--- Data for this task ---

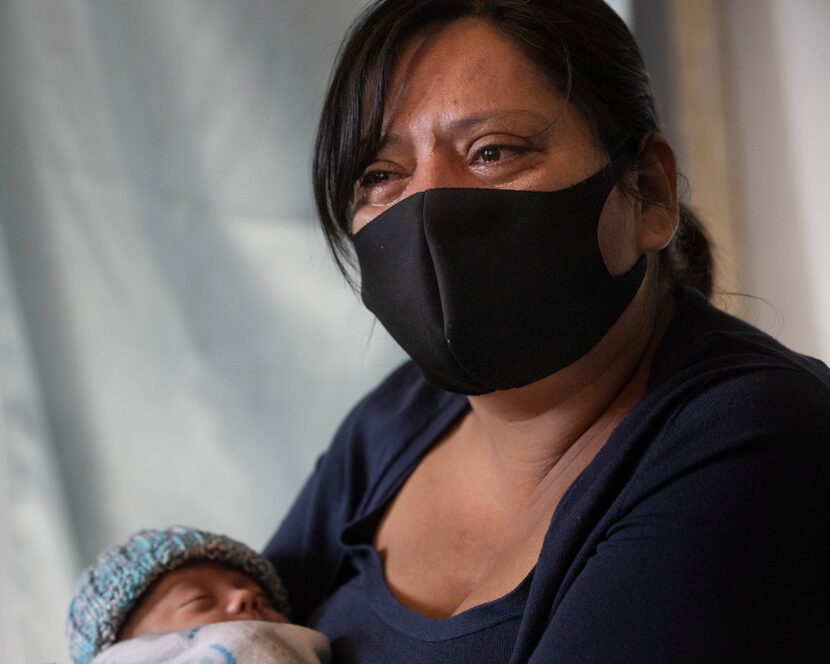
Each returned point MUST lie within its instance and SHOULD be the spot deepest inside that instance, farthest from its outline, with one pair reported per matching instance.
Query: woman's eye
(195, 601)
(495, 154)
(374, 178)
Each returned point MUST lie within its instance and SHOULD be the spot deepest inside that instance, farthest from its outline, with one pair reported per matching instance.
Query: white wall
(780, 50)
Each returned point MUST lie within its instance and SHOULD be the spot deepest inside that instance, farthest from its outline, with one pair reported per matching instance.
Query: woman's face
(467, 109)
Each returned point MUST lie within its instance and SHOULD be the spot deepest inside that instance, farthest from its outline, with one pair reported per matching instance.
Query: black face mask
(489, 289)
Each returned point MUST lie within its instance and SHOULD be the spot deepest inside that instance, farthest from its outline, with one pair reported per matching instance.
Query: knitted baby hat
(110, 588)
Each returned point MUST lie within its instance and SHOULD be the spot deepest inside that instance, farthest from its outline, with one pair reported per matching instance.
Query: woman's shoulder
(400, 417)
(705, 346)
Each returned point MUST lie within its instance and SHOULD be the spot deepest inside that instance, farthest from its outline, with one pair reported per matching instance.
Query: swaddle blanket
(240, 642)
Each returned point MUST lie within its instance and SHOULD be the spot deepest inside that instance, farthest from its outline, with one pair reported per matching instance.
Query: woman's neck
(536, 439)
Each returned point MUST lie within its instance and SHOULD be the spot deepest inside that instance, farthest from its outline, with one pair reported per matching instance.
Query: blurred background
(175, 345)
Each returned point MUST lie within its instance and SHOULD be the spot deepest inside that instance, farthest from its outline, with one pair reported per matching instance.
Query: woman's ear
(656, 185)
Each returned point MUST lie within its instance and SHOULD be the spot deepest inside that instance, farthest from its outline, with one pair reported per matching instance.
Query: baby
(182, 595)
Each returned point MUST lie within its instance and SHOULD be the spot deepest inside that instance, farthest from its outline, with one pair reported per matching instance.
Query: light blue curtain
(175, 345)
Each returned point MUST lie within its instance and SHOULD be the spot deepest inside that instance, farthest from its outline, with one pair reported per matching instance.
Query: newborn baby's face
(199, 594)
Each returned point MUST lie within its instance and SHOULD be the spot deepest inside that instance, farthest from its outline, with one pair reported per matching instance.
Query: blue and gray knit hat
(108, 590)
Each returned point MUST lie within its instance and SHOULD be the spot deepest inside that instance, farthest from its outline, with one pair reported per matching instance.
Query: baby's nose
(243, 600)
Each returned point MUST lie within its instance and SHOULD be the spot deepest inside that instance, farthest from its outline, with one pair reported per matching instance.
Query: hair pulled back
(582, 46)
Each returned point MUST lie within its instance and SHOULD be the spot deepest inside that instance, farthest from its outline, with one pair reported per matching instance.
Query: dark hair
(581, 45)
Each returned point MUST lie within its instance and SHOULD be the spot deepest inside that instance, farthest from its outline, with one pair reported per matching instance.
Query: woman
(586, 462)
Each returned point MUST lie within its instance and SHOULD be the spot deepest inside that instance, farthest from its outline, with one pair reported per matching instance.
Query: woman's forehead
(467, 69)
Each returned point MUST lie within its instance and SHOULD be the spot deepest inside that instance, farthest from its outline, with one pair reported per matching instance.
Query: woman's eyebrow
(499, 115)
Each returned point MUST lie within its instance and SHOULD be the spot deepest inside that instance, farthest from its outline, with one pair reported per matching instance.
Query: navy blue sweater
(699, 533)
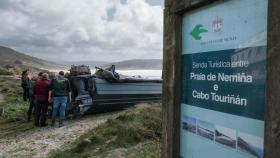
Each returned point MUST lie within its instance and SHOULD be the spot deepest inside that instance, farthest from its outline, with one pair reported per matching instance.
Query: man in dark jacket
(41, 93)
(60, 91)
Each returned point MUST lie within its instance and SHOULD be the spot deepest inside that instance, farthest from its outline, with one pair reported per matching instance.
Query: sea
(150, 74)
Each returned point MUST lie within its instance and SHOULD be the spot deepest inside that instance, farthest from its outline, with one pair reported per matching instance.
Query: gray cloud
(82, 30)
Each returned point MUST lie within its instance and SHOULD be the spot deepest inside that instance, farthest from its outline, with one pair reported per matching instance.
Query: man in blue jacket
(61, 92)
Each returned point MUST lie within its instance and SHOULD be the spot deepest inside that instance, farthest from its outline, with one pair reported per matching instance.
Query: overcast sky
(71, 30)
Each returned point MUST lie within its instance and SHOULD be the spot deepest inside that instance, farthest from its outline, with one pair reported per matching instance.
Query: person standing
(29, 86)
(60, 91)
(41, 93)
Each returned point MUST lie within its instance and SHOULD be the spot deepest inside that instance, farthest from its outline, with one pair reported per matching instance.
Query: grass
(13, 107)
(136, 133)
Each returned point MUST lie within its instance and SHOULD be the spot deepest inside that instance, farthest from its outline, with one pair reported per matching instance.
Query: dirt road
(39, 142)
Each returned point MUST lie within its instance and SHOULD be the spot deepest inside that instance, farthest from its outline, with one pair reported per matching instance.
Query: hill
(144, 64)
(10, 57)
(91, 64)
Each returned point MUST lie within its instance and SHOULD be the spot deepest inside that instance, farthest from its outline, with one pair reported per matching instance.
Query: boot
(53, 122)
(60, 123)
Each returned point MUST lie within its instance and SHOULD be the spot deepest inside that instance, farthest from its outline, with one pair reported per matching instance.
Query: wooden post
(272, 112)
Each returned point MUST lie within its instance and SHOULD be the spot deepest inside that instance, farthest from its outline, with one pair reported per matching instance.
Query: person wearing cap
(60, 92)
(41, 93)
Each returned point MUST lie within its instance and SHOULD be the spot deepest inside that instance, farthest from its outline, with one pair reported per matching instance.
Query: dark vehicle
(107, 90)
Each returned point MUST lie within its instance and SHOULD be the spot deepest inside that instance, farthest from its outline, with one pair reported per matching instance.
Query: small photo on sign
(225, 136)
(189, 124)
(205, 129)
(250, 144)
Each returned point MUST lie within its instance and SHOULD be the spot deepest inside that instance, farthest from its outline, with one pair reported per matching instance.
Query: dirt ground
(40, 141)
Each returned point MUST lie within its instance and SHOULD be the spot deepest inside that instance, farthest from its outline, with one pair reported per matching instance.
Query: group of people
(43, 92)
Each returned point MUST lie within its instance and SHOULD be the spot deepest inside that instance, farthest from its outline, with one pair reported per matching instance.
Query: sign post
(216, 93)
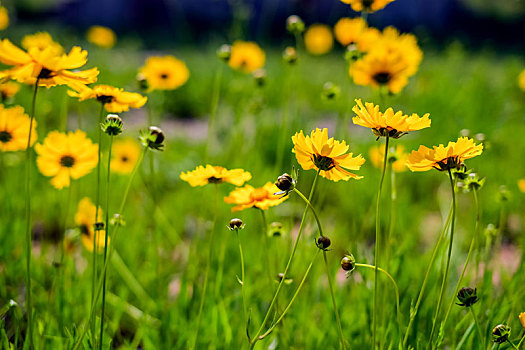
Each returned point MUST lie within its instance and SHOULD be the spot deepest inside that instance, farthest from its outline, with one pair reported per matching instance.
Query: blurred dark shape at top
(163, 22)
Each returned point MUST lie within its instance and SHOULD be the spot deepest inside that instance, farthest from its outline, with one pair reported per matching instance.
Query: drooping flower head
(115, 100)
(65, 156)
(125, 154)
(46, 65)
(318, 39)
(246, 56)
(393, 124)
(215, 175)
(85, 219)
(101, 36)
(251, 197)
(367, 5)
(165, 73)
(444, 158)
(14, 129)
(328, 156)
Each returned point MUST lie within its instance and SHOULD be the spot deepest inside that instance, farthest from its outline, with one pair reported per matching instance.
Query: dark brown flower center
(67, 161)
(5, 136)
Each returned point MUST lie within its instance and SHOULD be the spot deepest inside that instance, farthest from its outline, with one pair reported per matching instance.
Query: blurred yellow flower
(318, 39)
(41, 41)
(8, 90)
(4, 18)
(444, 158)
(115, 100)
(47, 66)
(215, 175)
(101, 36)
(397, 157)
(85, 219)
(388, 123)
(124, 156)
(14, 129)
(246, 56)
(64, 156)
(367, 5)
(250, 197)
(165, 73)
(317, 151)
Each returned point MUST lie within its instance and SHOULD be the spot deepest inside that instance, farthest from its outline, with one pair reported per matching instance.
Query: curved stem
(288, 264)
(449, 254)
(377, 243)
(413, 312)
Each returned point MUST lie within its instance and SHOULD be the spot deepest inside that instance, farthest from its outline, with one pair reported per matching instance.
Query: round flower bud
(500, 333)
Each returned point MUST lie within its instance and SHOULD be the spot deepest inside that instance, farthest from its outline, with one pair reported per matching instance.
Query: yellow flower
(165, 73)
(396, 157)
(317, 151)
(115, 100)
(215, 174)
(4, 18)
(318, 39)
(14, 129)
(444, 158)
(41, 41)
(388, 123)
(101, 36)
(125, 154)
(66, 156)
(250, 197)
(85, 219)
(246, 56)
(8, 90)
(367, 5)
(47, 66)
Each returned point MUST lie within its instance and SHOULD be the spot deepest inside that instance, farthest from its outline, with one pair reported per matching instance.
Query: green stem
(377, 243)
(207, 271)
(29, 239)
(413, 312)
(288, 264)
(106, 235)
(449, 254)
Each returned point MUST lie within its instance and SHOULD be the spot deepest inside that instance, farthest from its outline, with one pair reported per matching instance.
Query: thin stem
(413, 312)
(449, 254)
(29, 239)
(106, 235)
(288, 264)
(377, 243)
(206, 273)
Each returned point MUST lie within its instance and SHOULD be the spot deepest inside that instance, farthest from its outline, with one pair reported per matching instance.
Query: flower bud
(112, 125)
(467, 296)
(294, 25)
(500, 333)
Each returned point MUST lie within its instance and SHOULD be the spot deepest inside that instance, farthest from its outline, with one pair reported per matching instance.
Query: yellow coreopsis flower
(367, 5)
(318, 39)
(101, 36)
(246, 56)
(215, 175)
(397, 157)
(41, 41)
(164, 73)
(444, 157)
(125, 154)
(14, 129)
(251, 197)
(65, 156)
(328, 156)
(46, 65)
(115, 100)
(388, 123)
(85, 219)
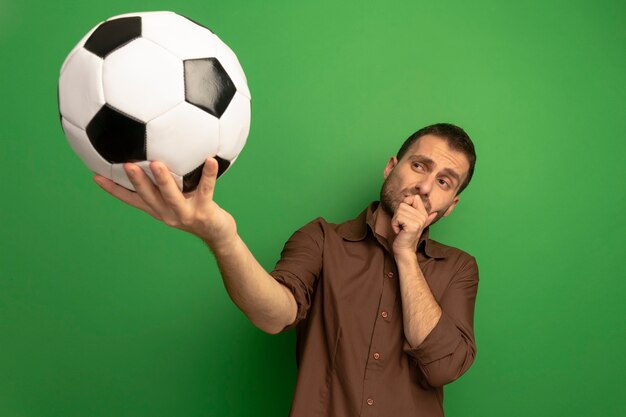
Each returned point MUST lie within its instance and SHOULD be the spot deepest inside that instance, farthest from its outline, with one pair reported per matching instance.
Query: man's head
(436, 163)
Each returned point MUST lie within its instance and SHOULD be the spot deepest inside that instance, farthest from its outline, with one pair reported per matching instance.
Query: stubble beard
(390, 197)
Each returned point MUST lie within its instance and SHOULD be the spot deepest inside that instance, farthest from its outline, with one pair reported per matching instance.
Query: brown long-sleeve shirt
(353, 358)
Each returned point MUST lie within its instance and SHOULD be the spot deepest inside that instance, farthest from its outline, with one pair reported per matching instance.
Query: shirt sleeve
(450, 348)
(300, 266)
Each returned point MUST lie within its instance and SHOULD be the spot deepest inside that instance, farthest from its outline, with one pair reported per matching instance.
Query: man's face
(430, 169)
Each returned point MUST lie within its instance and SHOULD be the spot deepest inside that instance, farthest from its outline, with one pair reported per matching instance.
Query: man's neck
(382, 225)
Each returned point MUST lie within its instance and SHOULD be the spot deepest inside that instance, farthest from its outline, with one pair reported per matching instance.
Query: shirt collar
(356, 229)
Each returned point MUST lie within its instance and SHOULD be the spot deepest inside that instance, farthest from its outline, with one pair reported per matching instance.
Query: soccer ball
(152, 86)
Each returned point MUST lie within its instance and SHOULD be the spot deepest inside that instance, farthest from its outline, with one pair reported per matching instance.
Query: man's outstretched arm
(267, 303)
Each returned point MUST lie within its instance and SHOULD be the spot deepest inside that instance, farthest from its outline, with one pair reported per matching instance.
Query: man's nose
(425, 184)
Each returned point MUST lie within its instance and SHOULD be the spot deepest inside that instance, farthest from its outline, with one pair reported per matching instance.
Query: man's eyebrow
(423, 159)
(430, 163)
(451, 173)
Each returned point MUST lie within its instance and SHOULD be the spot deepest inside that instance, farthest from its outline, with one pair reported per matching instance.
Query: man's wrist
(222, 247)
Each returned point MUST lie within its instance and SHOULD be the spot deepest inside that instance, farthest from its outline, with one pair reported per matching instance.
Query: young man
(384, 315)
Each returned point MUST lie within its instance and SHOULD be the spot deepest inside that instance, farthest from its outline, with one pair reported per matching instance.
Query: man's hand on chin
(409, 221)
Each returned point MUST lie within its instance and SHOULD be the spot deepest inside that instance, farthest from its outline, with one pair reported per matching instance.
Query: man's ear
(393, 161)
(451, 206)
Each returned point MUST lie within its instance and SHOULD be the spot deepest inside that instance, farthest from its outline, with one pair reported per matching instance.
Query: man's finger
(431, 218)
(206, 186)
(418, 203)
(169, 191)
(145, 188)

---

### Instructions to follow
Only those lines running from the one containing "Query: man's ear" through the last line of the data above are to be copied, exactly, with both ends included.

### The completed task
Query: man's ear
(393, 161)
(451, 206)
Each returned point MUST lie within its instance and SHOULD be the spot deepest inside that instance, farthest from its outline, with one pair reported per matching instance.
Query: man's finger
(431, 218)
(206, 186)
(418, 203)
(169, 191)
(145, 188)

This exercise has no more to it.